==== Given records ====

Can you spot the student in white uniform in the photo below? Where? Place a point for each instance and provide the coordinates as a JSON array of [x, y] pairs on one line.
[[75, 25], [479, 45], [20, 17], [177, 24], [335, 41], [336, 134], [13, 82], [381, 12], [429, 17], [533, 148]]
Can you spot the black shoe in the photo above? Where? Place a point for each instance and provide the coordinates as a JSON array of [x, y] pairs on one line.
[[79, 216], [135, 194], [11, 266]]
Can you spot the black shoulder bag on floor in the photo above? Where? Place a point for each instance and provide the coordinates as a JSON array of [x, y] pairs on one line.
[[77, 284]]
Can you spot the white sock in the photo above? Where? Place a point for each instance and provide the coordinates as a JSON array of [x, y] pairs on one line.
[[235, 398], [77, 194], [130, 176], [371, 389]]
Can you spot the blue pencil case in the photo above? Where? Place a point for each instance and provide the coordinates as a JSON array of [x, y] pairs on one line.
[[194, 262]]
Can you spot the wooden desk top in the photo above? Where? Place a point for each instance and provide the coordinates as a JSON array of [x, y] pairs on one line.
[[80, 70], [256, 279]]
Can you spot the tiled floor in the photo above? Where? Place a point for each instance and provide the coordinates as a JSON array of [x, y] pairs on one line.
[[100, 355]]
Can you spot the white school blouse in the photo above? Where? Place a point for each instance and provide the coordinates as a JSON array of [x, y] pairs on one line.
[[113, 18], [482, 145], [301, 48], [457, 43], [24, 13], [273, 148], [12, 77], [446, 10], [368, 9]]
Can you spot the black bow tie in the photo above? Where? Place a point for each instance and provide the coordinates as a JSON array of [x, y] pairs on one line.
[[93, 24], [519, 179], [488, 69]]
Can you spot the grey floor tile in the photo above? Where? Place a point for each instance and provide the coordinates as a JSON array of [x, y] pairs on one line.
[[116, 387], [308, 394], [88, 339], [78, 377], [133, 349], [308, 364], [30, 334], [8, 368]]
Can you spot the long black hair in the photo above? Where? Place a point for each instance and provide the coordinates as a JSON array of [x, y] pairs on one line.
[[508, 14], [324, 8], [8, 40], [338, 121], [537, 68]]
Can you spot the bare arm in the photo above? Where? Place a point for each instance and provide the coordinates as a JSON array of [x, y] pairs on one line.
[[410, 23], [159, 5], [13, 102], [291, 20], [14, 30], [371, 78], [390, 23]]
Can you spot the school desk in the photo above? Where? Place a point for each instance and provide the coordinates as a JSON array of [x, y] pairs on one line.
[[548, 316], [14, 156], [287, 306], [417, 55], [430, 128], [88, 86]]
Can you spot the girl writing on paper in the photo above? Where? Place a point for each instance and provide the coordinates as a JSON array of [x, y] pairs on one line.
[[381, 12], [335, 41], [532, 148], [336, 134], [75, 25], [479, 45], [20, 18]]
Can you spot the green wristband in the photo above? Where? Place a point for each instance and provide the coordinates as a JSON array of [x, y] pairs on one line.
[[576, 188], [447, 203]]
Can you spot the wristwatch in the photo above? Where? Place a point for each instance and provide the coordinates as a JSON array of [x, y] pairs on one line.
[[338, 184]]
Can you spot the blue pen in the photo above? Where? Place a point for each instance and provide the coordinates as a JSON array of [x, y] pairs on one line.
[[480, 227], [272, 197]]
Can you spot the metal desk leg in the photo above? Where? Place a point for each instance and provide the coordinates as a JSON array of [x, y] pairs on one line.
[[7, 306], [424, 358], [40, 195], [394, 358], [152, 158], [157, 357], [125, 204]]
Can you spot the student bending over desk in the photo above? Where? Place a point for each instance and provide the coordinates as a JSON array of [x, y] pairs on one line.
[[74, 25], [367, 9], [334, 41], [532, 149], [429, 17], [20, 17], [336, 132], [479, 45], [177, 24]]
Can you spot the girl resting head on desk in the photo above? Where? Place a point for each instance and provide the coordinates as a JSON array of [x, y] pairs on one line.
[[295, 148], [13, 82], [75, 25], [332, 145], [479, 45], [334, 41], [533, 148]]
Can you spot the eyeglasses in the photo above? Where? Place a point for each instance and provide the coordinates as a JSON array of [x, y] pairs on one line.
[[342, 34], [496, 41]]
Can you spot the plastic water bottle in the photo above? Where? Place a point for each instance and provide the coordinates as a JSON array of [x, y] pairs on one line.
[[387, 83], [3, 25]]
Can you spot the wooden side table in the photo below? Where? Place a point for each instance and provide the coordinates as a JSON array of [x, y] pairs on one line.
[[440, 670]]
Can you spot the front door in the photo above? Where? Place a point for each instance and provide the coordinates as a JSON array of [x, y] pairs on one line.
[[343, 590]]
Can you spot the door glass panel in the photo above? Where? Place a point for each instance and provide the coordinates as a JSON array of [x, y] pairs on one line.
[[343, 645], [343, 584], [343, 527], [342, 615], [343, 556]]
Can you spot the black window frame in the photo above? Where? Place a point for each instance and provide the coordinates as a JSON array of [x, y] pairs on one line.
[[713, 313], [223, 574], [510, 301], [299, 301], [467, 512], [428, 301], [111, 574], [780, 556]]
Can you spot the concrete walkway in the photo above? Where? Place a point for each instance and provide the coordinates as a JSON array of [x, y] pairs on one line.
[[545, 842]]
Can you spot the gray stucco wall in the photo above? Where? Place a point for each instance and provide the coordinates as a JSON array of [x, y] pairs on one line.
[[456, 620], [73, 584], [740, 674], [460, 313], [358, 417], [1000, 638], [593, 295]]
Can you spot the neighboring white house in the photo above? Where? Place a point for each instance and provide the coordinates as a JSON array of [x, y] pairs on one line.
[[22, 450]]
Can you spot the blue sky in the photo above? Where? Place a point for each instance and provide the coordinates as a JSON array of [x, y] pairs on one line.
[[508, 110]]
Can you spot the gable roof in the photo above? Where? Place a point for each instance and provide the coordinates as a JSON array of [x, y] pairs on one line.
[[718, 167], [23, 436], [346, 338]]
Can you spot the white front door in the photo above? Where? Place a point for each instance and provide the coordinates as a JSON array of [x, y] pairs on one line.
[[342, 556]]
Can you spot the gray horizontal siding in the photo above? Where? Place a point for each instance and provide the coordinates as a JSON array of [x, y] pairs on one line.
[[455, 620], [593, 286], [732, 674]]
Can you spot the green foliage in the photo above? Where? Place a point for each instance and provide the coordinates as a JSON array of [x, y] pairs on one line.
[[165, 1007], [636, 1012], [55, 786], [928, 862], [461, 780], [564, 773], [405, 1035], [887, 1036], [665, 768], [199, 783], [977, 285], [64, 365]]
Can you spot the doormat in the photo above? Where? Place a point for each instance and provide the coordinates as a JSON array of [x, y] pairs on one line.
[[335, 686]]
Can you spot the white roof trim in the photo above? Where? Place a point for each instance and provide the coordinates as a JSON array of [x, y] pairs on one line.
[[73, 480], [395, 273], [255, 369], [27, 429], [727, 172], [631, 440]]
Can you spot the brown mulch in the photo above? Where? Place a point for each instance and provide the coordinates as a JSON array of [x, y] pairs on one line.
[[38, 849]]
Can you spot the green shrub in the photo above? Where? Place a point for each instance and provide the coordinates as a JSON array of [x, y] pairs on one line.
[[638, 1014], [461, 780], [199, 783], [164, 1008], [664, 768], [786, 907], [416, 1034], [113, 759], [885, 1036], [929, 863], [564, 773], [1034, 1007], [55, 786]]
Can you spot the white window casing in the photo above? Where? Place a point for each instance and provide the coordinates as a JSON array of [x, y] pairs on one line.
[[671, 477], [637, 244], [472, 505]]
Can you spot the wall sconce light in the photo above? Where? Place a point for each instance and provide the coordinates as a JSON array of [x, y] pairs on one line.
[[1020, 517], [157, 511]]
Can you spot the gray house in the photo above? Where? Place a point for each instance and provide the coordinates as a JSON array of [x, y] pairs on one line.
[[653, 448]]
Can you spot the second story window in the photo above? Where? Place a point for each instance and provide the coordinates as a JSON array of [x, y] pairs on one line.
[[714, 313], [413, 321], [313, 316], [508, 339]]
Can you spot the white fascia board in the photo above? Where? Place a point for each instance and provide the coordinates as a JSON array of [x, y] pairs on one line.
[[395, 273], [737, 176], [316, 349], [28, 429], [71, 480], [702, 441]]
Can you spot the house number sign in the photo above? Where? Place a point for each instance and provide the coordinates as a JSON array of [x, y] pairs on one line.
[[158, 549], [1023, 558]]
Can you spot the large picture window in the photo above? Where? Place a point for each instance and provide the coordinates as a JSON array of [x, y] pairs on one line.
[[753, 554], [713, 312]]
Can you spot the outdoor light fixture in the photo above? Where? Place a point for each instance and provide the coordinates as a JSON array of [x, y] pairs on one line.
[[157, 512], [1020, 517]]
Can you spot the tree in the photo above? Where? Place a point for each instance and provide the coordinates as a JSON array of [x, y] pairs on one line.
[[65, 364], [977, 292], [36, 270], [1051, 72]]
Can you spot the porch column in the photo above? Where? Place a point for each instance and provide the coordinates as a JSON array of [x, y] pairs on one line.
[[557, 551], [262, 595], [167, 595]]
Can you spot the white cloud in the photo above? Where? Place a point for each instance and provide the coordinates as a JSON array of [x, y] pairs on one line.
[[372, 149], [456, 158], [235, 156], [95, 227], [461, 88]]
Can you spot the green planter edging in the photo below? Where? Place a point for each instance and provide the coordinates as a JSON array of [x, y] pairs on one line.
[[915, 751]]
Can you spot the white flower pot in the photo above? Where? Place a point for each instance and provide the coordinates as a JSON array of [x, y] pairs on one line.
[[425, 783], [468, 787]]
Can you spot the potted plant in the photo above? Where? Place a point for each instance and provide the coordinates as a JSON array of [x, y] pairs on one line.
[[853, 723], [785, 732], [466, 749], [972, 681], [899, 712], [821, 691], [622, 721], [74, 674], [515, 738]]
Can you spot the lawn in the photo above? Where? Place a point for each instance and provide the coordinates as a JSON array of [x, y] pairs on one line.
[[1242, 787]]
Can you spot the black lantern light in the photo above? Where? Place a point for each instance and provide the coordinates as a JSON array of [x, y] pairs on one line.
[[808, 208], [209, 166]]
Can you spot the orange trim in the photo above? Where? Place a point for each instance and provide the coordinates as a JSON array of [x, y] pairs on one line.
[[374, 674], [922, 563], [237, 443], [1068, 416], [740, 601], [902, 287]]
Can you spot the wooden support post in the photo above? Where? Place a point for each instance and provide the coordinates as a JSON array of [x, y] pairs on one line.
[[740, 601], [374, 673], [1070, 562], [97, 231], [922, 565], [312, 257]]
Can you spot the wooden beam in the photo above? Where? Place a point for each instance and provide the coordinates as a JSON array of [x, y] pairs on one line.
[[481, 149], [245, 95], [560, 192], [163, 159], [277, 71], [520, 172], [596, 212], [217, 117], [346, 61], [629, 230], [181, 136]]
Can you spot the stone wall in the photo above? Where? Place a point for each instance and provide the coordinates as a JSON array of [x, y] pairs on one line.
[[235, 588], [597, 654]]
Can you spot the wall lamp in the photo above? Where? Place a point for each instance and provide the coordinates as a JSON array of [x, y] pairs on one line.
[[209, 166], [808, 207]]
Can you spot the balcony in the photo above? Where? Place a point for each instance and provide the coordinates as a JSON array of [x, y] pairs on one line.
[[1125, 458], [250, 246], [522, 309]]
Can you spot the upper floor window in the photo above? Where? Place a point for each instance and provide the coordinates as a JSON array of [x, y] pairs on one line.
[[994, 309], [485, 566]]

====

→ **What you are asked to do**
Would you print the line containing "Can you spot the wall lamp" and every line after it up to the end of the listing above, exactly, and nothing else?

→ **Completed task**
Can you spot the wall lamp in the photo above? Where? Place a point for each instance and provide the coordinates as a JSON array of [x, y] pairs on one line.
[[209, 166], [808, 207]]
Can you spot the balcony in the photo above? Where? Place a point for each instance and provide the coordinates as a JSON array of [x, y] pairs on one line.
[[1125, 458], [250, 246], [522, 309]]
Can you spot the upper floor window in the photo above? Where? Place a point for each instance and provide the coordinates as a JSON array of [x, y] pairs on one line.
[[994, 309], [485, 566]]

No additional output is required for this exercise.